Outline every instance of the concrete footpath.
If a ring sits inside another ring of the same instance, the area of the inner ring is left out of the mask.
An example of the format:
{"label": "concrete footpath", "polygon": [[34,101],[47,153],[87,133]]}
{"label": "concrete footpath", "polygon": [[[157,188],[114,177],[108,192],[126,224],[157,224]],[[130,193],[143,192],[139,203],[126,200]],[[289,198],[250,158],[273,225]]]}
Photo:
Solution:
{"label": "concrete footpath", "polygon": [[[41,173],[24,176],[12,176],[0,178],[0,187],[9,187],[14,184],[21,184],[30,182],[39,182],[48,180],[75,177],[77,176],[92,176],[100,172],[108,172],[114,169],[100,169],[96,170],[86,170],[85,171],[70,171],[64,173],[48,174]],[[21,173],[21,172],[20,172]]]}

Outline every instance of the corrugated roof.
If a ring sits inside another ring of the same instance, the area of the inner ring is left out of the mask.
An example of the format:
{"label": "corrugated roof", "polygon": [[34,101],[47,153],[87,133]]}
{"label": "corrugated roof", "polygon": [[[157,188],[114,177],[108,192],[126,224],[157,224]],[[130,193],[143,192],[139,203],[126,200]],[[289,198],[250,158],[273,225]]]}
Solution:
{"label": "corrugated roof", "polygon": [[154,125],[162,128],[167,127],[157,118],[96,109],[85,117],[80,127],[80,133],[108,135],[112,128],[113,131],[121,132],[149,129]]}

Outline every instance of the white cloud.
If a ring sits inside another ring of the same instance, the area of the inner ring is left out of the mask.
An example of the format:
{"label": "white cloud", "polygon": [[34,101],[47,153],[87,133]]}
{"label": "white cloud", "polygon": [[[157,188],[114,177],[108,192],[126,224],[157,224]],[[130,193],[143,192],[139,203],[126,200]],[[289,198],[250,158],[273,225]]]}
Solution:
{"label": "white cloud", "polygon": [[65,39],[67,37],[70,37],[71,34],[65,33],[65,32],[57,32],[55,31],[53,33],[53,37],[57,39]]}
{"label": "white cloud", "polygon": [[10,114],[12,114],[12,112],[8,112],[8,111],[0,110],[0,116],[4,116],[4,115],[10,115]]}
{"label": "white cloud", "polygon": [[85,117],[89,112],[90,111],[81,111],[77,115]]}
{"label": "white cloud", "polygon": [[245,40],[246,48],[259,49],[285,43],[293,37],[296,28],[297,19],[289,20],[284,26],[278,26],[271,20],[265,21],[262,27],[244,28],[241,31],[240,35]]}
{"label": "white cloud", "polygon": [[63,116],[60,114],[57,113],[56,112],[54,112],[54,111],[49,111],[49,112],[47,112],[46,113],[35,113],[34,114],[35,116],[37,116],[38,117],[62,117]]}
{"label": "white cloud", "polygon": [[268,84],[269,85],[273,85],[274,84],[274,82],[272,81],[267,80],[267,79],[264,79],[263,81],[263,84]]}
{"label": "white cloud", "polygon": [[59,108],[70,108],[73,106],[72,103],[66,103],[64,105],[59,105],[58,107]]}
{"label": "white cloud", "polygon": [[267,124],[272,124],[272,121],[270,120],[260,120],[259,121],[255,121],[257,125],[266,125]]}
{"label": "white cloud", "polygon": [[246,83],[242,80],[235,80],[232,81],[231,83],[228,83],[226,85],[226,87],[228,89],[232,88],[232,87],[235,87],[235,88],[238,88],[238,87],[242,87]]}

TASK DIRECTIONS:
Rewrite the entries from the line with "Outline every instance of the white cloud." through the end of the entries as a two-column CSV with the headers request and answer, one row per request. Put the request text and its answer each in a single quoted field, replacing line breaks with spaces.

WRITTEN REPLY:
request,answer
"Outline every instance of the white cloud. If a ring sits inside another ring of the same instance, the area of the inner ring is left out of the mask. An example of the format: {""label"": ""white cloud"", ""polygon"": [[34,101],[47,153],[87,133]]} {""label"": ""white cloud"", ""polygon"": [[[157,188],[114,177],[108,192],[126,224],[157,224]],[[130,193],[143,192],[139,203],[126,200]],[[289,198],[250,158],[273,225]]]} Solution:","{""label"": ""white cloud"", ""polygon"": [[65,39],[67,37],[70,37],[71,34],[65,33],[65,32],[57,32],[55,31],[53,33],[53,37],[57,39]]} {""label"": ""white cloud"", ""polygon"": [[10,114],[12,114],[12,112],[8,112],[8,111],[0,110],[0,116],[4,116],[4,115],[10,115]]} {""label"": ""white cloud"", ""polygon"": [[85,117],[89,112],[90,111],[81,111],[77,115]]} {""label"": ""white cloud"", ""polygon"": [[245,40],[246,48],[259,49],[285,43],[293,37],[296,28],[297,19],[289,20],[284,26],[278,26],[271,20],[265,21],[262,27],[244,28],[241,31],[240,35]]} {""label"": ""white cloud"", ""polygon"": [[63,116],[60,114],[57,113],[56,112],[54,112],[54,111],[49,111],[49,112],[47,112],[46,113],[35,113],[34,114],[35,116],[37,116],[38,117],[62,117]]} {""label"": ""white cloud"", ""polygon"": [[268,84],[269,85],[273,85],[274,84],[274,82],[272,81],[267,80],[267,79],[264,79],[263,81],[263,84]]} {""label"": ""white cloud"", ""polygon"": [[59,108],[70,108],[73,106],[72,103],[66,103],[64,105],[59,105],[58,107]]} {""label"": ""white cloud"", ""polygon"": [[267,124],[272,124],[272,121],[270,120],[260,120],[259,121],[255,121],[257,125],[266,125]]} {""label"": ""white cloud"", ""polygon"": [[246,83],[242,80],[235,80],[232,81],[231,83],[228,83],[226,85],[226,87],[228,89],[232,88],[232,87],[235,87],[235,88],[238,88],[238,87],[242,87]]}"